Only an exact copy of the records, from the line with "Each instance of the yellow lettering" through the last line, is wanted.

§ §

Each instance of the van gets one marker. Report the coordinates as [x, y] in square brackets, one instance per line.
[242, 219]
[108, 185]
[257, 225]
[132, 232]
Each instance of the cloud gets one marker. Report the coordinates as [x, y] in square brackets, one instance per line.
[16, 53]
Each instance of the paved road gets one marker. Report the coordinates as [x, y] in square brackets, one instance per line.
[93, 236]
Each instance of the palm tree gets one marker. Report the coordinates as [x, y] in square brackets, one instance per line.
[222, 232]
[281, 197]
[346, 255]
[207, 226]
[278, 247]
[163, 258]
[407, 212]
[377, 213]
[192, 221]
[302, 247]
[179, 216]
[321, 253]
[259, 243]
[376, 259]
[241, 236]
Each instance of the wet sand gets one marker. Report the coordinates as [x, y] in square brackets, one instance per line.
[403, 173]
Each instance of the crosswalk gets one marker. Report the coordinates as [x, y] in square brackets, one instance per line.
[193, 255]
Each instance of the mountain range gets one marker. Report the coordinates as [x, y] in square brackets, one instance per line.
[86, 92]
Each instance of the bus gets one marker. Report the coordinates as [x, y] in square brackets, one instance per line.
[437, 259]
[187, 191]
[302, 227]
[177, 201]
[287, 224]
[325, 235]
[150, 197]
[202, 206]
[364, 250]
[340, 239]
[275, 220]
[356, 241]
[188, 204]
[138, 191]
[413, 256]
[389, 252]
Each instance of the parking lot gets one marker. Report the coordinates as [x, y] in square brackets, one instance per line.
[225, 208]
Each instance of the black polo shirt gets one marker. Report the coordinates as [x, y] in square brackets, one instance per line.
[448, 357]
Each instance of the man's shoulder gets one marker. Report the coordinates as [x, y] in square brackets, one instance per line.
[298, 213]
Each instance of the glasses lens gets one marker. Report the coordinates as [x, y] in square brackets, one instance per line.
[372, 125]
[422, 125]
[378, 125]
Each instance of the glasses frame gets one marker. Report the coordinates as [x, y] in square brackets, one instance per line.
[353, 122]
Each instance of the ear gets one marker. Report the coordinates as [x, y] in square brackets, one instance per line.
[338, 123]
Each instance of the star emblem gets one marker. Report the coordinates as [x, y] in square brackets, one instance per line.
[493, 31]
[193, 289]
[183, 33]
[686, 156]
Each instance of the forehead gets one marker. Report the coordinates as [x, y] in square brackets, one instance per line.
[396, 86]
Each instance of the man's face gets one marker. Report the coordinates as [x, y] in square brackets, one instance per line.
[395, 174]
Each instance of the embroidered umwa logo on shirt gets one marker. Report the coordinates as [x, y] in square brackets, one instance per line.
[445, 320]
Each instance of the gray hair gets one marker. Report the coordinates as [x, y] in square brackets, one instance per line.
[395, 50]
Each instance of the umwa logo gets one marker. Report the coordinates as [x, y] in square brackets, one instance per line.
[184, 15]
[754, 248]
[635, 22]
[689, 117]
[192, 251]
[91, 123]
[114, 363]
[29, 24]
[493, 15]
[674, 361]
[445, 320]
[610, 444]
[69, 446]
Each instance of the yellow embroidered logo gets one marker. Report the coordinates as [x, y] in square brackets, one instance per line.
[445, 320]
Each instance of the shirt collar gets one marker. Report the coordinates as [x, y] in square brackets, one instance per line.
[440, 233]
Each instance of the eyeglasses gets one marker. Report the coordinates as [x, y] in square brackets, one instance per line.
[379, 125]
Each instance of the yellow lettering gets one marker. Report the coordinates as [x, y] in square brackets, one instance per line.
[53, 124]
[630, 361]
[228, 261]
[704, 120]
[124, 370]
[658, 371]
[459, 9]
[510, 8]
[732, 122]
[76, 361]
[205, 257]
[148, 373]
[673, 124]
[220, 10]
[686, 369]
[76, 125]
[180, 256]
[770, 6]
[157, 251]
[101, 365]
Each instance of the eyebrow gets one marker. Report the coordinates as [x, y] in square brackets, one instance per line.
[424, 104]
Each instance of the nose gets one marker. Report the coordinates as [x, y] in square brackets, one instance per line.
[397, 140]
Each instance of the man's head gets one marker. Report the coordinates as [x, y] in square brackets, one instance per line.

§ §

▸ **Response**
Each instance of the yellow lettering gets one marker. Report the coordinates as [x, y] in square brackets, one instance per line.
[53, 124]
[630, 361]
[228, 261]
[704, 120]
[124, 370]
[658, 371]
[459, 9]
[510, 8]
[732, 122]
[76, 361]
[205, 257]
[148, 373]
[673, 124]
[220, 10]
[686, 369]
[76, 125]
[180, 256]
[770, 6]
[157, 251]
[101, 365]
Each instance of the eyebrow gets one marker. Report the coordinates as [x, y] in square brackets, one instance per line.
[424, 104]
Each instance of the nose gets one marker. Report the coordinates as [x, y] in square brackets, one instance per line.
[397, 140]
Each instance of the man's head gets one marker. Report the coordinates as [x, y] in square brackets, one instance per line.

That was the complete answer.